◆ **Task directions**
Rewrite the part of the entries below that opens with the line containing "of the person" and runs through the last line of the entries as a JSON list of strings. Use one string per line, include both end lines, and leave out any blank lines.

◆ **Data for processing**
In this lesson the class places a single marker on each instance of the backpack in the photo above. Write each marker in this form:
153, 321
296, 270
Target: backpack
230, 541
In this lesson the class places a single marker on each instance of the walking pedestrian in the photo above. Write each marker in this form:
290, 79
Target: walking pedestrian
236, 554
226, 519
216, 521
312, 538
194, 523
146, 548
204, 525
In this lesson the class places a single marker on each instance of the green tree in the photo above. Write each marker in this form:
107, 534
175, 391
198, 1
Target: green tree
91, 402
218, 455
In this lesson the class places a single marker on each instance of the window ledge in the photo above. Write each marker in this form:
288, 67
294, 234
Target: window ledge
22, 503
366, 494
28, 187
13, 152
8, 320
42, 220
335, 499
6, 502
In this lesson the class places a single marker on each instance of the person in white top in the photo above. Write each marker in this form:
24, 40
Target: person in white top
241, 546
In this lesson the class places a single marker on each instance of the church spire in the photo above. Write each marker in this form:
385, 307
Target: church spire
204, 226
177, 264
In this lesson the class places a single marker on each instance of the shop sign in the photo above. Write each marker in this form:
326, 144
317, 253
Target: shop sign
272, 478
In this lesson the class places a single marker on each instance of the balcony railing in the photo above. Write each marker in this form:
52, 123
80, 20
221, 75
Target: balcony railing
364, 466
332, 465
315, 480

◆ **Task response**
[
  "In this lesson the class places a single marker on each instance of the person in white top in the photo above. Write each marker in this form:",
  "24, 40",
  "Target: person in white top",
  "241, 546",
  "In this lesson the class places a single marker on each instance of the church spire in the photo above. Write each marker in this form:",
  "385, 307",
  "Target: church spire",
  "204, 226",
  "177, 264",
  "In this lesson the class places a single marker on each instance of the shop sign in the photo above. Write each marker in this form:",
  "326, 144",
  "317, 253",
  "Target: shop sign",
  "272, 478",
  "In this lesson the class places a single marker on each instance of the balcony railing in the photo above. Write each marker in this form:",
  "52, 123",
  "80, 20",
  "221, 75",
  "Target: balcony railing",
  "364, 466",
  "332, 465",
  "315, 480"
]